## [Work to complete]
Report, copied in full, each line of the listing below that contains the word "tennis".

## [Data supplied]

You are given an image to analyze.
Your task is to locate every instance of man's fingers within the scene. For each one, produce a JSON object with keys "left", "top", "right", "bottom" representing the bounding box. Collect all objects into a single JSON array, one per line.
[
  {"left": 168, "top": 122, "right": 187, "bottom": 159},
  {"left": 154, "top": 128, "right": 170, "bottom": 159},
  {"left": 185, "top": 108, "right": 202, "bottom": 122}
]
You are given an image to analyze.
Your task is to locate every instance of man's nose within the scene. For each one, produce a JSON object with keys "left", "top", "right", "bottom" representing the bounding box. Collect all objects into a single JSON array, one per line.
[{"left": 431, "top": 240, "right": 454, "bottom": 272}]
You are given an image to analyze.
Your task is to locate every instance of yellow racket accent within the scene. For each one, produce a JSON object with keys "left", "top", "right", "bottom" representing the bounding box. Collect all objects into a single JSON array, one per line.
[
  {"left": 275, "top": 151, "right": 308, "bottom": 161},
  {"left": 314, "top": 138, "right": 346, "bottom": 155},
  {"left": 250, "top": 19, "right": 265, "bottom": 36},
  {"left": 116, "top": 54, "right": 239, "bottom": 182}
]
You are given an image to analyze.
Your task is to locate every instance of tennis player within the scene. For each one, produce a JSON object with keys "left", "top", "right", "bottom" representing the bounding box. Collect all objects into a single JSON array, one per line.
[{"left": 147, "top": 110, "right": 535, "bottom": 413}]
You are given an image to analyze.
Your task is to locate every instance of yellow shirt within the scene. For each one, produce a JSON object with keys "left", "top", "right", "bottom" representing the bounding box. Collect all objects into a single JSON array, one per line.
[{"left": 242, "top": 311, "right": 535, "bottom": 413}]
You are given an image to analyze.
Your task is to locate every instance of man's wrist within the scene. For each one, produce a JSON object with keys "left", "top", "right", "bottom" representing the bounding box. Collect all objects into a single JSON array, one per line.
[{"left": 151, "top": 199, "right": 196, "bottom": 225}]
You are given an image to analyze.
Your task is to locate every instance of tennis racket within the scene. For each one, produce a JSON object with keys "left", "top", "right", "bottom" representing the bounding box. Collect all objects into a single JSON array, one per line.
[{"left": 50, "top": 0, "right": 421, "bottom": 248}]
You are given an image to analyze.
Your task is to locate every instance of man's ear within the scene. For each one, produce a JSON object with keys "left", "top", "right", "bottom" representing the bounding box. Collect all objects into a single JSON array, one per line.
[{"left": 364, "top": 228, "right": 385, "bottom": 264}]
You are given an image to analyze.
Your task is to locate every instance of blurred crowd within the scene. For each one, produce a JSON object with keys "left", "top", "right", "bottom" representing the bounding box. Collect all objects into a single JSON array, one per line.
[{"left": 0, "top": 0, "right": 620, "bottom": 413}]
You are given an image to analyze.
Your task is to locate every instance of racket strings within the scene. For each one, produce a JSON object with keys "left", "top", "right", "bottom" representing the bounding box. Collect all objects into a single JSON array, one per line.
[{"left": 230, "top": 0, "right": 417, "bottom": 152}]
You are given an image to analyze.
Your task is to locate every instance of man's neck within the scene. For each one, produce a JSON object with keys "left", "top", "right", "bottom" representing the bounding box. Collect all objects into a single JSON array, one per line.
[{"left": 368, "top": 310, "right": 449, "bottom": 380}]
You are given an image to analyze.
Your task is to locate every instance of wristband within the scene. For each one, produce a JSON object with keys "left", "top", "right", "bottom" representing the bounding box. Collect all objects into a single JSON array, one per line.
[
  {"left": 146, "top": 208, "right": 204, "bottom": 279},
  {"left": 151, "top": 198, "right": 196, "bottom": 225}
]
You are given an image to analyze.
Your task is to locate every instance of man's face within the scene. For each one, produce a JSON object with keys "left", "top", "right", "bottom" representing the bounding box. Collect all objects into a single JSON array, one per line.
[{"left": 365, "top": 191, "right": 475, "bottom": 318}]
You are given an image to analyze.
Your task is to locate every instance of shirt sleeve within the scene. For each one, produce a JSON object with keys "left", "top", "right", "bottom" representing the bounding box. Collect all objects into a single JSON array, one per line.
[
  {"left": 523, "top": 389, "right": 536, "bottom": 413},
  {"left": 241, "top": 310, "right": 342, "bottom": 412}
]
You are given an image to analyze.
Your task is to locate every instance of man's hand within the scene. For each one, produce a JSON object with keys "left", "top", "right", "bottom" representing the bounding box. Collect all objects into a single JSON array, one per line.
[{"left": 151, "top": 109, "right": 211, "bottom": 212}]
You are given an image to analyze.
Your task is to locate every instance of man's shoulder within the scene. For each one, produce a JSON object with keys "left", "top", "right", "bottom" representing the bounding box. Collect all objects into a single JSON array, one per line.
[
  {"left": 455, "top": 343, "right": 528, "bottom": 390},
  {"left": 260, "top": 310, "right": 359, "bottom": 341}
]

## [Correct result]
Your task is to locate every instance of tennis player within the scene. For each one, produce a JSON object with keys "left", "top", "right", "bottom" representing the bounding box. Collect all objects into a single JSON array, one per line.
Your task is to locate every instance of tennis racket within the scene. For each one, produce a JSON object with keys "left", "top", "right", "bottom" representing the bounding box. Collect all objects into a single JSON array, one per line.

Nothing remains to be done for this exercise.